>> START

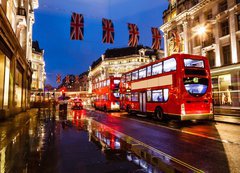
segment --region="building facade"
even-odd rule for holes
[[[40,49],[38,41],[32,42],[32,56],[30,61],[33,70],[31,101],[36,101],[38,93],[44,90],[46,79],[44,50]]]
[[[108,49],[89,69],[89,93],[92,83],[107,79],[109,76],[121,77],[127,71],[163,57],[163,51],[137,46]]]
[[[215,107],[240,106],[240,0],[170,0],[163,13],[164,54],[204,55]]]
[[[30,107],[33,10],[38,0],[0,0],[0,119]]]

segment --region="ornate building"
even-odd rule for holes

>> END

§ **Exercise description**
Please count the rows that contain the string "segment", treating uppercase and lowercase as different, and reply with only that number.

§ **Answer below**
2